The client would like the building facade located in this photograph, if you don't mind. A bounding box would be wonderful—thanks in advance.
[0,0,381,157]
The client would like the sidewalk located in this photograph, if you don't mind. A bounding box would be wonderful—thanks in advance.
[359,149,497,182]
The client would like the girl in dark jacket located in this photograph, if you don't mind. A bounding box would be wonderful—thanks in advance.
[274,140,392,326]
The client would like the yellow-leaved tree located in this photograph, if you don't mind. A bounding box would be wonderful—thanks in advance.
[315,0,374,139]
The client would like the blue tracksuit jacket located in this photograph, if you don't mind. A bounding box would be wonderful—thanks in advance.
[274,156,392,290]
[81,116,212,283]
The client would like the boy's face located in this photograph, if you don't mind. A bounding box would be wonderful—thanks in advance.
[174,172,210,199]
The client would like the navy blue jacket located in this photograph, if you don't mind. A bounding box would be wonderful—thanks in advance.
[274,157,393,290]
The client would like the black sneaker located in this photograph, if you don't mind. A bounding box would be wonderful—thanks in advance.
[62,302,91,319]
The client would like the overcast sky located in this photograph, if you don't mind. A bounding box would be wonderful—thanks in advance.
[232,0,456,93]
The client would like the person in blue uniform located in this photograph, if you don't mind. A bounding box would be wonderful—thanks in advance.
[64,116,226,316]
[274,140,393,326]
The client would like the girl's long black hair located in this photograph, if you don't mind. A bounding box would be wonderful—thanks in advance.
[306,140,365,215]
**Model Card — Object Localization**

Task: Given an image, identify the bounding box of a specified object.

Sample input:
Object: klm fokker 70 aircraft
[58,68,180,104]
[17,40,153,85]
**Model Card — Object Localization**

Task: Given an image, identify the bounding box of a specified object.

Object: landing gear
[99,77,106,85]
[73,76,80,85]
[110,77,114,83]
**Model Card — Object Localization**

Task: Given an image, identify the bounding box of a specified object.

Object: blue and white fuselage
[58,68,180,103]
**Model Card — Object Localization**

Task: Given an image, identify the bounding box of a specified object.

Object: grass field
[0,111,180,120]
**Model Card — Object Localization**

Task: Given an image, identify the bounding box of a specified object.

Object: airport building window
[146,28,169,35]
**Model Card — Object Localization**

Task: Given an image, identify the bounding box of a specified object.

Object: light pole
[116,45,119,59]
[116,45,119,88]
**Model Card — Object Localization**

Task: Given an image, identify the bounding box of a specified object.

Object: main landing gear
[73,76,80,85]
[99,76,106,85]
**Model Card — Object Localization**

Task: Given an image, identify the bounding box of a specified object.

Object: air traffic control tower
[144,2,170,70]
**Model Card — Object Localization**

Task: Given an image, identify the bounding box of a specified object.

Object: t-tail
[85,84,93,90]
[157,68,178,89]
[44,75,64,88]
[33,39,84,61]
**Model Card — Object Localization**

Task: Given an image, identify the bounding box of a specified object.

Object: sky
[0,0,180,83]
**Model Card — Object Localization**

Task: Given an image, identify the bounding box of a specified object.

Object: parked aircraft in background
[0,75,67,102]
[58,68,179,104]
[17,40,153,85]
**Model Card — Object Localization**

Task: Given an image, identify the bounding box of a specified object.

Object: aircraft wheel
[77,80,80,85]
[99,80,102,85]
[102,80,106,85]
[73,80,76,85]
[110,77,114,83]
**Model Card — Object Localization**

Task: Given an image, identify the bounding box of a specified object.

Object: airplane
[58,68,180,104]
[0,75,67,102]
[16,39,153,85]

- STATED EXERCISE
Print all of the material above again, line for line and word for word, with nothing changed or left out.

- ANSWER TO THE EXERCISE
The client would like the building facade located in this photograph, if you don't mind. A bounding box would be wonderful—thanks in advance.
[0,0,381,157]
The client would like the sidewalk located in this photograph, if you don't mind. A bounding box would be wonderful—thanks in advance.
[359,149,497,182]
The client would like the girl in dark jacket located in this photograph, if you don't mind. A bounding box would be wonderful—thanks in advance.
[274,140,392,326]
The client would like the yellow-leaved tree located in this photograph, if you don't mind. A bounding box would be wonderful—thanks in advance.
[315,0,374,139]
The client would like the blue tracksuit jacket located in this photograph, if you don't mind. A bounding box would be wonderful—thanks in advance.
[274,156,392,290]
[81,116,212,283]
The client would like the boy's face located in this photograph, if you don't mind. A bounding box would be wonderful—thanks in advance.
[174,172,210,199]
The client would like the navy blue jacket located in this photograph, if you don't mind. A bounding box would be wonderful—thanks in advance.
[274,157,393,290]
The client would like the black sneaker located in this photograph, if you don't mind. A bounding box would be wonderful—thanks in advance.
[62,302,91,319]
The client would like the overcast sky located in this photograph, if you don't mind. A bounding box would be wonderful—thanks in advance.
[232,0,456,93]
The client would like the person in blue uniform located in this photograph, if you don't mind. A bounding box would be wonderful—thanks in advance.
[64,116,226,316]
[274,140,393,326]
The client would like the girl's long black hair located in this photograph, if you don't mind. A bounding box would be wonderful—thanks in advance.
[306,140,365,215]
**Model Card — Object Localization**

Task: Given an image, identify the bounding box of a specified object.

Sample input:
Object: klm fokker 70 aircraft
[58,68,180,104]
[17,40,153,85]
**Model Card — Object Localization**

Task: Given an image, identify the bounding box of a specified object.

Object: landing gear
[99,77,106,85]
[73,76,80,85]
[110,77,114,83]
**Model Card — Object Localization**

Task: Given an image, identify the bounding box of a specified object.

Object: blue and white fuselage
[58,68,180,103]
**Model Card — Object Localization**

Task: Given an image, identify the bounding box of a specified object.

Object: grass field
[0,111,180,120]
**Model Card — Object Localization**

Task: Given an image, identify the bounding box of a specified object.

Object: airport building window
[146,28,169,35]
**Model Card — Object Localization**

Task: Given an image, identify the bounding box of a specified object.

Object: light pole
[116,45,119,59]
[116,45,119,88]
**Model Card — Object Localization**

Task: Given an image, identify the bounding box of a specified object.

Object: main landing gear
[73,76,80,85]
[99,76,106,85]
**Model Card — Object Localization**

Task: Given an image, identify the bounding box of a specified object.

Object: air traffic control tower
[144,2,170,70]
**Model Card — Object Localization**

Task: Given an image, identify the bounding box of a specified object.

Object: t-tail
[85,84,93,90]
[157,68,178,89]
[44,75,64,88]
[33,39,84,61]
**Model Card — Object Localization**

Task: Given an image, identify the bounding box of a specified object.

Object: sky
[0,0,180,83]
**Model Card — Object Localization**

Task: Given an image, identify the bounding box of a specified object.

Object: parked aircraft in background
[0,75,67,102]
[58,68,179,104]
[17,40,153,85]
**Model Card — Object Localization**

Task: Given an image, identify the bounding box of a specified object.

Object: aircraft wheel
[77,80,80,85]
[99,80,102,85]
[102,80,106,85]
[73,80,76,85]
[110,77,114,83]
**Model Card — Object Localization**

Task: Given an image, identify the bounding box of a specified object.

Object: airplane
[58,68,180,104]
[0,75,67,102]
[16,39,153,85]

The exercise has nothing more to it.